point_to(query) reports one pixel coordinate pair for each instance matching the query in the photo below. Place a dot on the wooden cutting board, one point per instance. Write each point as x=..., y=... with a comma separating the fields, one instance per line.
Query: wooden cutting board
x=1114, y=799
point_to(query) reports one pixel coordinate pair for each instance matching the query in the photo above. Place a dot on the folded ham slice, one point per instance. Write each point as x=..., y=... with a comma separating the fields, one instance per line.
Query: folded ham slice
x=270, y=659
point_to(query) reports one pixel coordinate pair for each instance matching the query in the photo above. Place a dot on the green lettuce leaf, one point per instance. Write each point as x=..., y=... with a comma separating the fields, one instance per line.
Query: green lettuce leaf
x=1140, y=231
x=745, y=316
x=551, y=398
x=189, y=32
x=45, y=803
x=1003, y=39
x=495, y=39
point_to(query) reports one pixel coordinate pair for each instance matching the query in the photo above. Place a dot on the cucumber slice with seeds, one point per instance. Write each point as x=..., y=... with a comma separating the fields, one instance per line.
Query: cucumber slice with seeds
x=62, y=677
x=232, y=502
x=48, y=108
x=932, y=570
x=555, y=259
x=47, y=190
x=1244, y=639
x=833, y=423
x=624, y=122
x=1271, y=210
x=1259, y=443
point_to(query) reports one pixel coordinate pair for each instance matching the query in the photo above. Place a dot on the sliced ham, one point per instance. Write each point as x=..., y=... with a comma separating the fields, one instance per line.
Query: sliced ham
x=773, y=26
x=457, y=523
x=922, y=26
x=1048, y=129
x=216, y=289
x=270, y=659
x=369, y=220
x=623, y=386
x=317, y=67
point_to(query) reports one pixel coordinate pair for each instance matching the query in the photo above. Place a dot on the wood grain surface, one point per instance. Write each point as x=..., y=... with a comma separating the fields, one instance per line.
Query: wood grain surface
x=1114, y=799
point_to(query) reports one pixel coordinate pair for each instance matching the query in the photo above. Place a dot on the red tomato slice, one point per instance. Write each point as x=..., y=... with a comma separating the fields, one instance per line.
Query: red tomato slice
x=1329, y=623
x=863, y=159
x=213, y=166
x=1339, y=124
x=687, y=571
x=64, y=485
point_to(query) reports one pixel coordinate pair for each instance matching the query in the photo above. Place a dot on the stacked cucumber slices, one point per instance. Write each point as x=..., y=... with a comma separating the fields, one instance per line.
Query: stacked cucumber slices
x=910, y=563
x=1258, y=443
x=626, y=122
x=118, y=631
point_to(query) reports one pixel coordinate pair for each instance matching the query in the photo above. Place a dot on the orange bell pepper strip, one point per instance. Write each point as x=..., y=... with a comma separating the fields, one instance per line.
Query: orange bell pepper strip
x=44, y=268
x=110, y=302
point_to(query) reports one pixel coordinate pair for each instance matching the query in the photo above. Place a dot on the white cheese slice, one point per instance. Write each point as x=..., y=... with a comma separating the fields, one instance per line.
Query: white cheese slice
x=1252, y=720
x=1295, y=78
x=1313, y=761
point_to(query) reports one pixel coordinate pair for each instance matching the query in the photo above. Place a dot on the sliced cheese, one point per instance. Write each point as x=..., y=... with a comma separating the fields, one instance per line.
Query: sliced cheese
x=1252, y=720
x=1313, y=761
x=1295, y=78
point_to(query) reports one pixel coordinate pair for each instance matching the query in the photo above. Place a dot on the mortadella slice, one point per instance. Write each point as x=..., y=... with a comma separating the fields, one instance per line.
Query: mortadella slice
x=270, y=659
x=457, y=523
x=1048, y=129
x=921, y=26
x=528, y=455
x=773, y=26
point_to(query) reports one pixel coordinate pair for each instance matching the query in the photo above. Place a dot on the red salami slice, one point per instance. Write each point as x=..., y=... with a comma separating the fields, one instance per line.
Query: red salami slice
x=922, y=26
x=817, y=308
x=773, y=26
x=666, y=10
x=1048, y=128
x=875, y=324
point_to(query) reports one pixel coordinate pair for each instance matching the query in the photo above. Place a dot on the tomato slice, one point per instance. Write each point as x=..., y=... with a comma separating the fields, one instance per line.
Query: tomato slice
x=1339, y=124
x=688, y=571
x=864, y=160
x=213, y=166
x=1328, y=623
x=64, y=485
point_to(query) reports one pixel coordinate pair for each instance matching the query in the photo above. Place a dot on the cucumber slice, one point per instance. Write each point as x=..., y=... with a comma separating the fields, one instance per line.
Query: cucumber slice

········

Work to complete: Write all of the data above again, exactly as given.

Solution below:
point_to(query) reports one pixel coordinate pair for each instance matching the query in the photo below. Place a dot on the wooden cutting board, one point per instance. Write each point as x=..., y=... with a comma separating the fields, one instance per line.
Query: wooden cutting board
x=1114, y=799
point_to(query) reports one pixel coordinate pair for each instance matching the query in the photo above. Place a dot on the folded ham slice, one point per instance. Write each point as x=..., y=... with a comma separating the fields, one instance per line.
Query: folded ham slice
x=270, y=659
point_to(query) reports one pixel coordinate pair for each instance matching the query in the photo above. Place a dot on the green lettuce leaf, one point per instance. Write each point as x=..., y=... with a comma separating the fields, one instance per line.
Query: green lettuce leaf
x=1140, y=231
x=745, y=316
x=551, y=398
x=189, y=32
x=45, y=803
x=1003, y=39
x=495, y=39
point_to(query) reports one pixel coordinate pair for each instance matching the query in the photo above. Place a dot on the cucumber slice with seeds, one point per instance. Write each point as x=..., y=... with a comma separating the fields, one instance per line.
Query: cucumber slice with seeds
x=62, y=677
x=232, y=502
x=48, y=108
x=932, y=570
x=555, y=259
x=47, y=190
x=1244, y=639
x=833, y=423
x=624, y=122
x=1271, y=210
x=1259, y=443
point_to(query) reports one pixel coordinate pair for each instance matching the query in the photo above. Place a dot on the sliced ham, one point per instance. Write each point as x=..., y=... with a comma separating the fields, one instance per line.
Query: sliced ham
x=773, y=26
x=457, y=523
x=922, y=26
x=1048, y=129
x=216, y=289
x=270, y=659
x=369, y=220
x=623, y=386
x=317, y=67
point_to(query) reports one pixel coordinate pair for each instance matching the query in the photo above. Place a dot on the wood grain surface, one point per instance. Write each point as x=..., y=... with a comma separating the fields, one instance per line.
Query: wood grain surface
x=1114, y=799
point_to(query) reports one pixel coordinate pair for each instance matching the query in the photo above. Place a dot on the red tomato slice, one point per instance. Write each point as x=..., y=... with a comma separating the fields, one instance per line.
Query: red tomato slice
x=1329, y=623
x=863, y=159
x=213, y=166
x=1339, y=124
x=687, y=571
x=64, y=485
point_to(query) reports one pixel coordinate pair for each instance matching the query in the photo above. Place a dot on the stacked cucumber slices, one point per instance. Write each point as x=..., y=... with a comma separating the fields, one instance per line.
Query: stacked cucumber slices
x=910, y=563
x=1258, y=443
x=626, y=122
x=118, y=631
point_to(query) reports one pixel coordinate pair for each instance matching the query in the photo above. Place a dot on the orange bell pepper strip, one point per instance. Write each point as x=..., y=... with a comma separating the fields, one instance per line.
Query: orange bell pepper strip
x=44, y=268
x=110, y=302
point_to(query) reports one pixel coordinate pair for each instance matching the query in the photo above. Place a dot on the white cheese slice, one point per instance. Write each point as x=..., y=... with a comma separating the fields, one instance per line.
Query: white cheese slice
x=1252, y=720
x=1295, y=78
x=1313, y=761
point_to(query) reports one pixel coordinate pair for each instance matching the query in the photo above. Place a dot on the sliced cheese, one point per instance. Write each point as x=..., y=... with a comma separating the fields, one instance per line.
Query: sliced cheese
x=1252, y=720
x=1313, y=761
x=1295, y=78
point_to(query) reports one pixel coordinate pair for each instance matching the query in the photo above. Place a dot on the mortadella slice, one point per instance. Write each point as x=..., y=... with a comma separating the fields, one instance per line.
Query: mortadella slice
x=270, y=659
x=457, y=523
x=1048, y=129
x=921, y=26
x=528, y=455
x=773, y=26
point_to(query) reports one pixel coordinate pair for each instance matching the query in the photo above. Place a dot on the red salami slice, one point per instance. Write each point as x=..., y=... with a comma separating the fields, one instance per line.
Query: red salami slice
x=922, y=26
x=817, y=308
x=773, y=26
x=666, y=10
x=1048, y=128
x=875, y=324
point_to(query) reports one pixel coordinate pair for each instance matching the query in the photo above. Place a dot on the tomato slice, one point per instance. Write each point as x=..., y=... with a comma separating the fields, one instance per line.
Query: tomato slice
x=1339, y=124
x=688, y=571
x=864, y=160
x=213, y=166
x=1328, y=623
x=64, y=485
point_to(query) reports one pixel coordinate pair for each instance matching the query in the photo above. Place a dot on the cucumber slice, one point per instance. Write each point as x=..., y=... with a comma separating the fields, one instance per line.
Query: cucumber slice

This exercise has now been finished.